-- start --
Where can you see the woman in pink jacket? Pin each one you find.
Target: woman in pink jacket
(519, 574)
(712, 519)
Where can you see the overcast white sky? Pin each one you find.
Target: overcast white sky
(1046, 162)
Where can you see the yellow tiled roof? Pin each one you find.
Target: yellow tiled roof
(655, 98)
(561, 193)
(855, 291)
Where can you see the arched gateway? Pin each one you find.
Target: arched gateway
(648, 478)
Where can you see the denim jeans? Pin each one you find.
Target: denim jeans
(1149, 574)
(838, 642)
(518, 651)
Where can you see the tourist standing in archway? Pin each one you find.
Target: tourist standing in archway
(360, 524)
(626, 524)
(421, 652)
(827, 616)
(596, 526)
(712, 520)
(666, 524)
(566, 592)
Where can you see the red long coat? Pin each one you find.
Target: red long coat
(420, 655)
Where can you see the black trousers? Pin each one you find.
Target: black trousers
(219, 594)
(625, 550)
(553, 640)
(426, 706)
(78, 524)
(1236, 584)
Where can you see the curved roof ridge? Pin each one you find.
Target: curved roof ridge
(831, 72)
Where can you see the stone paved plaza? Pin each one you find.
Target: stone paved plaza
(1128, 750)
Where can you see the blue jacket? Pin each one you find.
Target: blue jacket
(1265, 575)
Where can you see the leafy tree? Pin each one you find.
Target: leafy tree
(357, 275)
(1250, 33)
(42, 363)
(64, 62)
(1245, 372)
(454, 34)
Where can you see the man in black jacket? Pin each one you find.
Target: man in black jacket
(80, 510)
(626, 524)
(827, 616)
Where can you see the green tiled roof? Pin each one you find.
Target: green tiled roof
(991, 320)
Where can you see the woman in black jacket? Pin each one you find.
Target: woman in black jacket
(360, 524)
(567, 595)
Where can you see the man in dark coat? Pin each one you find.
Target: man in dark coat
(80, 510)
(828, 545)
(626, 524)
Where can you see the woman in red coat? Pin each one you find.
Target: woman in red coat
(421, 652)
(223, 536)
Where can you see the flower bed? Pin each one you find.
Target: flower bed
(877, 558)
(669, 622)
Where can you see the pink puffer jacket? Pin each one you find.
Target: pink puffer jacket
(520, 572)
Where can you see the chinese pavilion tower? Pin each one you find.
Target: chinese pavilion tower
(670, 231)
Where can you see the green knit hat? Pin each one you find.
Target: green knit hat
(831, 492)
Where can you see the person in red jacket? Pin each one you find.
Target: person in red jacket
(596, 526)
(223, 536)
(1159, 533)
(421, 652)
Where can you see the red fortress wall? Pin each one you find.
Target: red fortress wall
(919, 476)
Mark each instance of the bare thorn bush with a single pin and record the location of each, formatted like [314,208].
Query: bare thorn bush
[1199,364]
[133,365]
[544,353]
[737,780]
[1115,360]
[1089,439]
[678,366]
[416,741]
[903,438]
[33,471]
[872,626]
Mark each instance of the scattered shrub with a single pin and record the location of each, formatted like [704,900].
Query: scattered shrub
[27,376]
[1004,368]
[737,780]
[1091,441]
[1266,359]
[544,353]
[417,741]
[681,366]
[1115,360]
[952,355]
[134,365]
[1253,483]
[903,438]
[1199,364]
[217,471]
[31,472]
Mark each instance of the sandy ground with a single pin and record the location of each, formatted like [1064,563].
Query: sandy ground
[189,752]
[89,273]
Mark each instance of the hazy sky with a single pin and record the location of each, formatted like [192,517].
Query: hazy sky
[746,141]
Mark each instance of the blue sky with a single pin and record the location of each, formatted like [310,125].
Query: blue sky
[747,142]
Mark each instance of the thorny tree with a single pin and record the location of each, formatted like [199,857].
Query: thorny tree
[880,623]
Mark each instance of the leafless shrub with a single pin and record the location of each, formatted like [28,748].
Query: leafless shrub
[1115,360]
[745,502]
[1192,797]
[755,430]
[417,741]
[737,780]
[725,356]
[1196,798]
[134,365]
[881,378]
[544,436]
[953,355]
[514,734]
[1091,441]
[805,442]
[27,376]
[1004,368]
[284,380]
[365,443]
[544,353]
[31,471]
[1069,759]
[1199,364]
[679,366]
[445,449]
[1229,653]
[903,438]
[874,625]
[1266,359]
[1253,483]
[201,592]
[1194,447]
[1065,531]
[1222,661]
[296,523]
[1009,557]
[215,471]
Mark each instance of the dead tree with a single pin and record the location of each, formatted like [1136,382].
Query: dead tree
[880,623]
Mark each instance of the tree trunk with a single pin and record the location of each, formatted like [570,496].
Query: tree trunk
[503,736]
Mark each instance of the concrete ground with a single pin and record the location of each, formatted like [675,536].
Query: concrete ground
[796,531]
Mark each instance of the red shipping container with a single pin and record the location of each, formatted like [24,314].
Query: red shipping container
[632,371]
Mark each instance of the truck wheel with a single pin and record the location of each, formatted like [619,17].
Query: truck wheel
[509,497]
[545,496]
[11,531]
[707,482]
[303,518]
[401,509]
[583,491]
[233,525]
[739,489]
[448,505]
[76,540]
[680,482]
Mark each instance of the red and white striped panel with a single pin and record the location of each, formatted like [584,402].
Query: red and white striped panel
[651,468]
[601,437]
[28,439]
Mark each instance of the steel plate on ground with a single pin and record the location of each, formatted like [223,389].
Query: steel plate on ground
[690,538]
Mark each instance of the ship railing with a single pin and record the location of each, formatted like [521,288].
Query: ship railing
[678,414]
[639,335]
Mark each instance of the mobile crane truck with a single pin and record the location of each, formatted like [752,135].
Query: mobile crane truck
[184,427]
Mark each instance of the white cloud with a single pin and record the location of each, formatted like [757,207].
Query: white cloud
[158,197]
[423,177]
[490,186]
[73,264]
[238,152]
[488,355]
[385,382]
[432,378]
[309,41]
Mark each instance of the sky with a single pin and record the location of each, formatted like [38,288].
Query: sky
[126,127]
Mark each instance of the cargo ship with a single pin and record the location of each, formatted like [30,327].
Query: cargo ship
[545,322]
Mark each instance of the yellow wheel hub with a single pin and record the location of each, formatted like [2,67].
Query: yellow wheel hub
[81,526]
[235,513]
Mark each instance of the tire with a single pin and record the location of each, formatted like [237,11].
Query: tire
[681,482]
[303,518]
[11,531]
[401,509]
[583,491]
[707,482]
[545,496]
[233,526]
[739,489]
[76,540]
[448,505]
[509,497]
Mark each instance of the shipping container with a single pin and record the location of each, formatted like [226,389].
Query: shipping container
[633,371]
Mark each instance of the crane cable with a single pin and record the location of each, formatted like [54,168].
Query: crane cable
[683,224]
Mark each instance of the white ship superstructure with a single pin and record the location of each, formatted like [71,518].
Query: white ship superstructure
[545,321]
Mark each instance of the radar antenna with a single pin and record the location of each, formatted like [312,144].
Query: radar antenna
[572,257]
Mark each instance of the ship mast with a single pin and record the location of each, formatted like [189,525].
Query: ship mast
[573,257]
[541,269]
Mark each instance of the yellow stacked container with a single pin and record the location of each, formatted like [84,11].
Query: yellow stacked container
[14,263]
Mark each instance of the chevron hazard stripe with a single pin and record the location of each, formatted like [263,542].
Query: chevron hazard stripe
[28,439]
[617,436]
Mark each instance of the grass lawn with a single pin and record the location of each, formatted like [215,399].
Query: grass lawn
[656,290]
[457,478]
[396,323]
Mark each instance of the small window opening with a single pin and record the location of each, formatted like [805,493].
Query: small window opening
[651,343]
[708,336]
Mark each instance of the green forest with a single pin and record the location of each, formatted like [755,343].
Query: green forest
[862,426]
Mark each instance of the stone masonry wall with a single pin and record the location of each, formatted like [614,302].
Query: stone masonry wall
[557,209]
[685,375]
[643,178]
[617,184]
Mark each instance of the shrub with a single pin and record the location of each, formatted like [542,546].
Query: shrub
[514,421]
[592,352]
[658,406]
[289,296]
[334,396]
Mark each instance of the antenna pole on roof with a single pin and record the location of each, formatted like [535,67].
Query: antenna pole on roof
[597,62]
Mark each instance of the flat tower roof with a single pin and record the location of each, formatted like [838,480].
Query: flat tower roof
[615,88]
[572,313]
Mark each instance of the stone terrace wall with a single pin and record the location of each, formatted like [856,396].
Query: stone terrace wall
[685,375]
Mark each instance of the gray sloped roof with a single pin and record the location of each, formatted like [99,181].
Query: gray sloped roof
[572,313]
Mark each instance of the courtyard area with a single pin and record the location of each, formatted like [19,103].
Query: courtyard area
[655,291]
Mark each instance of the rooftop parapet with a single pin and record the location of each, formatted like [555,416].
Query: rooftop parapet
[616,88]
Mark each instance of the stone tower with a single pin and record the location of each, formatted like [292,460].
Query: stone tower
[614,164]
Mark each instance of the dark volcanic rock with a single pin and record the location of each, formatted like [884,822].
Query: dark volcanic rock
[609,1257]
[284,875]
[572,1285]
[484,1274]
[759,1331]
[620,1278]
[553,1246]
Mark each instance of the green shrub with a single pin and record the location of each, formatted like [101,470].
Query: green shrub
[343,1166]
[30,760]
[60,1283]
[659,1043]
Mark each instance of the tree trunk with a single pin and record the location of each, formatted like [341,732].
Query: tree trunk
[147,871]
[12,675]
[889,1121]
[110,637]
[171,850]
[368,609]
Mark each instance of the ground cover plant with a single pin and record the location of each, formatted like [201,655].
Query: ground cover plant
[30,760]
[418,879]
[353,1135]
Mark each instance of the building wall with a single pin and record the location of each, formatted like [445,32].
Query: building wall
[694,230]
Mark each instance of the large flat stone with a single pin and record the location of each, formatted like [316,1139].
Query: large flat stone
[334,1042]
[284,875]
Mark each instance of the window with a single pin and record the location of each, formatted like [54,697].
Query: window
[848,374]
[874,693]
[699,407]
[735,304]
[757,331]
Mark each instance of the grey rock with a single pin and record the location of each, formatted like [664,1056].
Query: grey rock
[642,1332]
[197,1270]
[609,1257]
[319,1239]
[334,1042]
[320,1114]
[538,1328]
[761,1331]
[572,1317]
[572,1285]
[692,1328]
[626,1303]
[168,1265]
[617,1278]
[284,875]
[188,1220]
-- end --
Work to do ->
Look above for the line containing "Mark each instance of the building"; copy from it through the last line, exactly, and nothing more.

Reply to the task ->
Mark each instance of the building wall with a single pin and record the location of each, formatted like [445,32].
Query: building wall
[694,230]
Mark each instance of the large flat stone with a single pin and record the location of each, formatted like [316,1139].
Query: large flat stone
[334,1042]
[284,875]
Mark each instance of the window with a single pin and record the location of each, formatted like [54,697].
Query: window
[848,374]
[874,693]
[699,407]
[735,304]
[757,331]
Mark each instance of the grey rock with a single pin and record the location of each, formatted like [664,1056].
Query: grey rock
[642,1332]
[197,1270]
[609,1257]
[319,1239]
[334,1042]
[320,1114]
[538,1328]
[761,1331]
[572,1317]
[572,1285]
[692,1328]
[626,1303]
[168,1265]
[617,1278]
[284,875]
[188,1220]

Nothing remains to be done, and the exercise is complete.